Please turn every line of the material below into a numbered list, leaving out the blank lines.

(Stored dataset items)
* BEGIN *

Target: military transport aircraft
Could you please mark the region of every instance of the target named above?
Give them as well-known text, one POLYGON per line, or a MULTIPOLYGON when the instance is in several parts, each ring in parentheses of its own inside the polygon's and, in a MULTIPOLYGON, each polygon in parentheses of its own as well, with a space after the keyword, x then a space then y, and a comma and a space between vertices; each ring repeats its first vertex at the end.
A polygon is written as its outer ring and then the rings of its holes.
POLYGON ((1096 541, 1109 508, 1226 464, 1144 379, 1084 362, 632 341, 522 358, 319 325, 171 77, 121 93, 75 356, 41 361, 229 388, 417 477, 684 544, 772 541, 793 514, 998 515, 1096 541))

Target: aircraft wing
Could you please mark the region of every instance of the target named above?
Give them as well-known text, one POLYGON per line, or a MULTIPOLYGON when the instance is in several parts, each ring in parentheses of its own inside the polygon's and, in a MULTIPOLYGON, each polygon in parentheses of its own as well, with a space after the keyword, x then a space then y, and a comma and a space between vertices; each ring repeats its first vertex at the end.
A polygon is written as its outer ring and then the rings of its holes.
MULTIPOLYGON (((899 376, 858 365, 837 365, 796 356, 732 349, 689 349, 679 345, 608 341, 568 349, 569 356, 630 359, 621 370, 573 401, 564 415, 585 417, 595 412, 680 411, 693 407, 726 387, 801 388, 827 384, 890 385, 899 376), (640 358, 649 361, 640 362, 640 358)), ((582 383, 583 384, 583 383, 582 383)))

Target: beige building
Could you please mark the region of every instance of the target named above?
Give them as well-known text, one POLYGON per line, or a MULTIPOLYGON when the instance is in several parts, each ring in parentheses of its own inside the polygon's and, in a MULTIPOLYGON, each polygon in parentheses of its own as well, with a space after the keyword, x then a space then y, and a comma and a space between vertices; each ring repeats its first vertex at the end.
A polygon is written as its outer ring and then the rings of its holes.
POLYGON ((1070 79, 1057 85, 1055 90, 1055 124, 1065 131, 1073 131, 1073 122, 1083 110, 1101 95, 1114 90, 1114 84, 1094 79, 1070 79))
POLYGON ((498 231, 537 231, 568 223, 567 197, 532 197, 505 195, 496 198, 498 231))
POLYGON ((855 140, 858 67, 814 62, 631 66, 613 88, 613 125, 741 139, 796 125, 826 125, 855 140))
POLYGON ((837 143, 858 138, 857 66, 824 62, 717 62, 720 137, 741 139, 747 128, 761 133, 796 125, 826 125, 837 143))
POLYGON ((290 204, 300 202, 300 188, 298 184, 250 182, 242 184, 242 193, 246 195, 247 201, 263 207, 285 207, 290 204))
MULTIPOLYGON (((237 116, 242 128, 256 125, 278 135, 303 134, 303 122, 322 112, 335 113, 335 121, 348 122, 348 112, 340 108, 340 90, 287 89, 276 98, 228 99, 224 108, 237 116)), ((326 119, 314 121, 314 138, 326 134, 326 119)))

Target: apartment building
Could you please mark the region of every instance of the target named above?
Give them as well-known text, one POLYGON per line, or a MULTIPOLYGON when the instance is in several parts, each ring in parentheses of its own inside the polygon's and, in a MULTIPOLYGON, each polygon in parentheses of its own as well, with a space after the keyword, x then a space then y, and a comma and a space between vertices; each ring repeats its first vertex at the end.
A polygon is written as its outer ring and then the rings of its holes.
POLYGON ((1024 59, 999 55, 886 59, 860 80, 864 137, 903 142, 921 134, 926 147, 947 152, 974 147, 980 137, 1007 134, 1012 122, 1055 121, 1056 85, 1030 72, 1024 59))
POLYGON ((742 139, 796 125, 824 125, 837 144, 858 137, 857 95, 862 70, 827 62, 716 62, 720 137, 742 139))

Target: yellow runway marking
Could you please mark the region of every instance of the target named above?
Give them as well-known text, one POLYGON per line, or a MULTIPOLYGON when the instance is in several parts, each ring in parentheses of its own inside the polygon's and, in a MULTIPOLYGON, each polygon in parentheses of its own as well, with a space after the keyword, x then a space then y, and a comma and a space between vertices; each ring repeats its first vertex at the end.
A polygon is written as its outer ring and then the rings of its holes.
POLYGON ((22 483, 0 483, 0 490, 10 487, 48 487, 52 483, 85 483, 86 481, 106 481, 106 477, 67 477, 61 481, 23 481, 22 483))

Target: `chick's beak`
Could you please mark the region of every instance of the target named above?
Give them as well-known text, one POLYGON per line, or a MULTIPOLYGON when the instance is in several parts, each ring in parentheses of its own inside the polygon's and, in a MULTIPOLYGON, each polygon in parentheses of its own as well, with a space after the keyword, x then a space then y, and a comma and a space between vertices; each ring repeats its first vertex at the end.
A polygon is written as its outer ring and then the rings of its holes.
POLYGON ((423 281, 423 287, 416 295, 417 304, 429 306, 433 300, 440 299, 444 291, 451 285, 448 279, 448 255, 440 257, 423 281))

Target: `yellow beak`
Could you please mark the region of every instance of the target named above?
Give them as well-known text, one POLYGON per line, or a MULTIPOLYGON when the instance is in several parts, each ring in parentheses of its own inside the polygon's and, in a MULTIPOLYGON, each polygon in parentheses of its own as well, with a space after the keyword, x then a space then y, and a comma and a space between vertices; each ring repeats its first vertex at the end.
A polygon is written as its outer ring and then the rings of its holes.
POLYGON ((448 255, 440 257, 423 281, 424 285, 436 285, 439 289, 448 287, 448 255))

* END *

• [RESPONSE]
1. Target: military transport aircraft
2. Could you please mark the region of every instance of the target named above?
3. Give them as well-known text, one POLYGON per line, or a MULTIPOLYGON when the instance is in several parts, each ring in parentheses of its own inside the polygon's and, in a MULTIPOLYGON, each polygon in parentheses of its own as well, with a space after the keyword, x then a space then y, and a comma and a space between vertices; each ring repeats its first vertex at the end.
4. A polygon is written as its outer ring and then the rings of its holes.
5. POLYGON ((1096 541, 1109 508, 1226 464, 1144 379, 1084 362, 632 341, 522 358, 319 325, 171 77, 121 93, 75 356, 41 361, 229 388, 417 477, 684 544, 772 541, 793 514, 998 515, 1096 541))
6. Target: aircraft wing
7. Could you please mark the region of every instance of the target named above?
8. Give them as well-known text, one POLYGON per line, or a MULTIPOLYGON when the instance is in several parts, each ring in parentheses of its own inside the polygon's and, in a MULTIPOLYGON, each polygon in parentheses of its own as well, with a space after the keyword, x then a space then y, and a comma and a space between vertices; each ring repeats its first vertex at the end.
9. A polygon is written as its outer ring and then the rings of its holes.
10. MULTIPOLYGON (((899 376, 858 365, 837 365, 796 356, 732 349, 689 349, 679 345, 608 341, 568 349, 569 356, 630 359, 621 370, 573 401, 564 415, 585 417, 595 412, 680 411, 693 407, 726 387, 801 388, 827 384, 890 385, 899 376), (640 358, 649 361, 640 362, 640 358)), ((582 383, 583 384, 583 383, 582 383)))
11. Target: beige building
12. Could you please mark the region of every instance of the target named above?
13. Give them as well-known text, one POLYGON per line, or a MULTIPOLYGON when the instance is in several parts, each ring in parentheses of its own inside the polygon's and, in a MULTIPOLYGON, each polygon in parentheses of its own as well, with a space after the keyword, x then a space then y, and a comma and a space between vertices; each ring repeats its first vertex at the end.
14. A polygon is written as its outer ring and then the rings of its holes.
15. POLYGON ((1070 79, 1057 85, 1055 90, 1055 124, 1065 131, 1073 131, 1073 122, 1083 110, 1101 95, 1114 90, 1114 84, 1094 79, 1070 79))
16. POLYGON ((498 231, 537 231, 568 223, 567 197, 532 197, 505 195, 496 198, 498 231))
17. POLYGON ((855 140, 858 67, 814 62, 631 66, 613 88, 613 125, 741 139, 796 125, 826 125, 855 140))
18. POLYGON ((837 143, 858 138, 857 66, 824 62, 717 62, 720 137, 741 139, 747 128, 761 133, 796 125, 826 125, 837 143))
19. POLYGON ((290 204, 300 202, 300 188, 298 184, 250 182, 242 184, 242 193, 246 195, 247 201, 263 207, 285 207, 290 204))
20. MULTIPOLYGON (((237 116, 242 128, 256 125, 278 135, 303 134, 303 122, 322 112, 335 113, 335 121, 348 122, 348 112, 340 108, 340 90, 287 89, 276 98, 228 99, 224 108, 237 116)), ((326 119, 314 121, 314 138, 326 134, 326 119)))
21. Target: apartment building
22. Could you please mark the region of every instance of the target named above?
23. Give them as well-known text, one POLYGON per line, or a MULTIPOLYGON when the instance is in several parts, each ring in parentheses of its own inside the polygon's and, in a MULTIPOLYGON, each polygon in parentheses of its own as well, with a space after the keyword, x then a space then y, and a comma and a space between vertices; each ring repeats its first vertex at the end.
24. A polygon is written as its outer ring and then the rings of its holes.
25. POLYGON ((1024 59, 999 55, 886 59, 860 80, 864 137, 903 142, 921 134, 926 147, 947 152, 974 147, 980 137, 1007 134, 1012 122, 1055 121, 1056 85, 1030 72, 1024 59))
26. POLYGON ((742 139, 796 125, 824 125, 837 144, 858 137, 857 95, 862 70, 827 62, 716 62, 720 137, 742 139))
27. Target: yellow runway marking
28. Could you please mark the region of every instance of the target named above?
29. Give them as well-known text, one POLYGON per line, or a MULTIPOLYGON when the instance is in several parts, each ring in parentheses of its own inside the polygon's and, in a MULTIPOLYGON, each polygon in parentheses of its own as well, with a space after the keyword, x then a space then y, and a comma and a space between vertices; each ring repeats its first vertex at the end.
30. A polygon is written as its outer ring and then the rings of its holes.
31. POLYGON ((22 483, 0 483, 0 490, 10 487, 48 487, 52 483, 85 483, 86 481, 106 481, 106 477, 67 477, 61 481, 23 481, 22 483))
32. Target: `chick's beak`
33. Could you please mark the region of every instance of the target named above?
34. Give them as well-known text, one POLYGON per line, or a MULTIPOLYGON when the instance is in several parts, each ring in parentheses of its own inside the polygon's and, in a MULTIPOLYGON, each polygon in parentheses of its own as well, with a space after the keyword, x then a space then y, and a comma and a space between vertices; each ring repeats its first vertex at the end.
35. A polygon is written as its outer ring and then the rings of its holes.
36. POLYGON ((423 281, 423 287, 416 295, 417 304, 429 306, 433 300, 440 299, 444 291, 451 285, 448 279, 448 255, 440 257, 423 281))
37. Target: `yellow beak`
38. Could you please mark the region of every instance of the target named above?
39. Give them as well-known text, one POLYGON per line, or a MULTIPOLYGON when the instance is in several parts, each ring in parentheses of its own inside the polygon's and, in a MULTIPOLYGON, each polygon in parentheses of its own as well, with a space after the keyword, x then a space then y, and a comma and a space between vertices; each ring repeats its first vertex at the end.
40. A polygon is written as its outer ring and then the rings of its holes.
41. POLYGON ((448 255, 440 257, 423 281, 424 285, 436 285, 439 289, 448 287, 448 255))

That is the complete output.